*KETENTUAN SOAL*:
Jawablah berdasarkan penggalan teks di bawah:
(a) Keberanian siapa yang disebut hadir dalam diri Maryam?
(b) Dalam kitab apa Maryam digambarkan bersukacita dengan menyanyikan pujiannya?
(c) Apa yang mau diterima dan diperjuangkan Maryam sebagai seorang yang berjiwa kesatria?

Jelaslah, bukan hanya jiwa kesatria yang merasuk dalam diri Maryam, keberanian
seorang Ibrahim juga hadir dalam diri Maryam. Keberanian untuk keluar dan
mengikuti kehendak dan tunduk pada petunjuk Allah saja, juga terlihat dalam
diri Maryam. Sehingga Maryam yang dilukiskan kepada kita saat ini, bukan lagi
sekedar Maryam yang bersukacita dengan menyanyikan pujiannya seperti dalam
Injil Lukas. Lebih lagi, Maryam juga seorang yang berjiwa Kesatria, yang mau
menerima dan berjuang atas apa yang diberikan Allah kepadanya.

*MATERI YANG DIBERIKAN*:
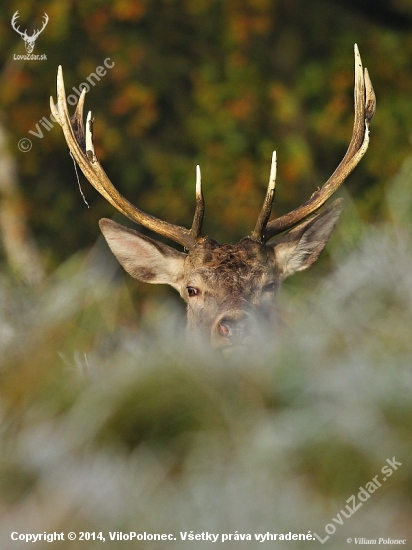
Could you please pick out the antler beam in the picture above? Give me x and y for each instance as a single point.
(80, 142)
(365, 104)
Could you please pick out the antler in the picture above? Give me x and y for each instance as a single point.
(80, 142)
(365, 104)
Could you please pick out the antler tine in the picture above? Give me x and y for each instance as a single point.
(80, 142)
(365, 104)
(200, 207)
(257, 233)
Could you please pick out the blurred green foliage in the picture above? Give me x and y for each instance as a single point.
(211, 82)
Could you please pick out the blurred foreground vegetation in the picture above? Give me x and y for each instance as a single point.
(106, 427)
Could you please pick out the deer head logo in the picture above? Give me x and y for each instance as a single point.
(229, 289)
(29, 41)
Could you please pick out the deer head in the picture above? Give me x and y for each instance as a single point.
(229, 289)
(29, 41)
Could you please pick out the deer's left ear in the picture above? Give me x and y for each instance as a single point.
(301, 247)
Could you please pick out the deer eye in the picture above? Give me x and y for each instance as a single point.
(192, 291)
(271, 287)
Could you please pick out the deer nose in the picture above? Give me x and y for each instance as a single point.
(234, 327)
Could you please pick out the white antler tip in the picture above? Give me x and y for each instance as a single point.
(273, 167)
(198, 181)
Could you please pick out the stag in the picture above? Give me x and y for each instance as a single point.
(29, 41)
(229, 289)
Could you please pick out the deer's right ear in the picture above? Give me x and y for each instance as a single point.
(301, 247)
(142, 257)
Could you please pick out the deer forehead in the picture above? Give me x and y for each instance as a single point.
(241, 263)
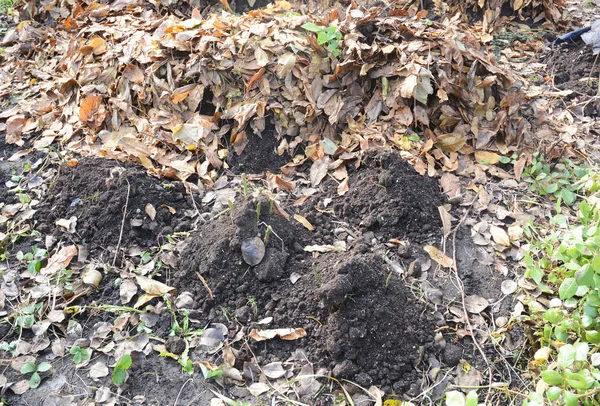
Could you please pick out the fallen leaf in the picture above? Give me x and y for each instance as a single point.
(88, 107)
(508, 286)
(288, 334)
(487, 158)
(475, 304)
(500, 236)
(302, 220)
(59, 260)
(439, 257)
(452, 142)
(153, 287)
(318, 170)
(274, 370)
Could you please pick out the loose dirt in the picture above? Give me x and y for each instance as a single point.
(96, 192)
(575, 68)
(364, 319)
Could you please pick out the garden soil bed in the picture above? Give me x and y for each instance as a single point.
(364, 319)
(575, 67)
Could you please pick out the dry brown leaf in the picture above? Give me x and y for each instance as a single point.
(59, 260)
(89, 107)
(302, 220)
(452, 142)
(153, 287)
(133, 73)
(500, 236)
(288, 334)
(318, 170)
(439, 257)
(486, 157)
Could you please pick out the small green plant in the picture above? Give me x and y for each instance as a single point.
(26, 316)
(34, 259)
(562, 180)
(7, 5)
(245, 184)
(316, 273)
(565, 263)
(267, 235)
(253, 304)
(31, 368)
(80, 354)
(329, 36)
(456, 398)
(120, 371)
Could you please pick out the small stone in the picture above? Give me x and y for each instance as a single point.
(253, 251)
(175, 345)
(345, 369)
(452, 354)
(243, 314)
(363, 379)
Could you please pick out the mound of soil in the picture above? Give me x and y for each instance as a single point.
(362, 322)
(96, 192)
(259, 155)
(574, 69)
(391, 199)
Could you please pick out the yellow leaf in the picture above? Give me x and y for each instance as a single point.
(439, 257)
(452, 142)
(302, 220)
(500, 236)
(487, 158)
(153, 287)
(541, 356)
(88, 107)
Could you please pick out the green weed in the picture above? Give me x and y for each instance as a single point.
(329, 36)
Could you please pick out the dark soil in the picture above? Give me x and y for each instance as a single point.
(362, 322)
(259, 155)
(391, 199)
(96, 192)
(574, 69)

*HASIL AKHIR*:
(a) Keberanian seorang Ibrahim.
(b) Injil Lukas.
(c) Apa yang diberikan Allah kepadanya.